• [Exercise]:
Reproduce the listing below, swapping each "expected_output" for "sample_output" and changing nothing else.

··· Record list

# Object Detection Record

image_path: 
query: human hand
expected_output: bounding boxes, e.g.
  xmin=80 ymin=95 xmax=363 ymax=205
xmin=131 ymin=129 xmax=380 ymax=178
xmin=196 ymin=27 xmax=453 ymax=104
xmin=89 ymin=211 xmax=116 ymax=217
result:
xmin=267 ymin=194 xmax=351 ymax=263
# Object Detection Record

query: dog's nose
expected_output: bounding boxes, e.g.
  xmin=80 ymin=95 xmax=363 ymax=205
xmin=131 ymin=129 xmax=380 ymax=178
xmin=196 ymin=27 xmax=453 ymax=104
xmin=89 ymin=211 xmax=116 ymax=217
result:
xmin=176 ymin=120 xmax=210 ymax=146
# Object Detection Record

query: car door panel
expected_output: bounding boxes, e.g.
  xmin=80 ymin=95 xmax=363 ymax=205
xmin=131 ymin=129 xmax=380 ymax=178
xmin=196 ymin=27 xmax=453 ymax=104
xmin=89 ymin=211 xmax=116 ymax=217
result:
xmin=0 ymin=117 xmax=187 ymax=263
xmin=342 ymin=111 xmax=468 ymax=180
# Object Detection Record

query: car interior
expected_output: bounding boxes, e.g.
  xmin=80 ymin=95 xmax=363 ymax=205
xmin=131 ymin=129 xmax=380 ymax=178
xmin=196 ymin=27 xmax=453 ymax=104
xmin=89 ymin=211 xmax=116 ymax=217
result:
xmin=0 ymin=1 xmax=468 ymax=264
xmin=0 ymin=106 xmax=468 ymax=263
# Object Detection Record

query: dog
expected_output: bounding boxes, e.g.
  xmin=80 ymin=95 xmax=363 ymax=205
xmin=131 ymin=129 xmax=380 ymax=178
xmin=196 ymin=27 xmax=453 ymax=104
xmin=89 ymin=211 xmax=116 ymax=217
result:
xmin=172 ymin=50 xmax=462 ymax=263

······

• [Reply to the exercise]:
# Object Detection Record

image_path: 
query: human hand
sample_output: bounding boxes, e.g.
  xmin=80 ymin=95 xmax=363 ymax=205
xmin=131 ymin=129 xmax=380 ymax=178
xmin=196 ymin=27 xmax=453 ymax=104
xmin=89 ymin=211 xmax=116 ymax=217
result:
xmin=267 ymin=194 xmax=351 ymax=263
# Object Detection Record

query: dog's nose
sample_output: bounding boxes, e.g.
  xmin=80 ymin=95 xmax=363 ymax=205
xmin=131 ymin=129 xmax=380 ymax=178
xmin=196 ymin=27 xmax=453 ymax=104
xmin=89 ymin=211 xmax=116 ymax=217
result:
xmin=176 ymin=120 xmax=210 ymax=146
# Object Detection Record

query: car door panel
sample_output: bounding boxes, e.g.
  xmin=80 ymin=95 xmax=363 ymax=205
xmin=131 ymin=129 xmax=380 ymax=178
xmin=196 ymin=27 xmax=453 ymax=104
xmin=89 ymin=211 xmax=116 ymax=217
result:
xmin=0 ymin=117 xmax=187 ymax=263
xmin=342 ymin=111 xmax=468 ymax=180
# Object Detection Record

query: car interior
sample_output: bounding boxes, e.g.
  xmin=80 ymin=95 xmax=363 ymax=205
xmin=131 ymin=129 xmax=380 ymax=178
xmin=196 ymin=27 xmax=453 ymax=104
xmin=89 ymin=211 xmax=116 ymax=217
result:
xmin=0 ymin=1 xmax=468 ymax=264
xmin=0 ymin=106 xmax=468 ymax=263
# Object Detection Record

query: dog
sample_output: bounding boxes, e.g.
  xmin=80 ymin=95 xmax=363 ymax=205
xmin=131 ymin=129 xmax=380 ymax=178
xmin=196 ymin=27 xmax=453 ymax=104
xmin=89 ymin=211 xmax=116 ymax=217
result:
xmin=172 ymin=50 xmax=462 ymax=263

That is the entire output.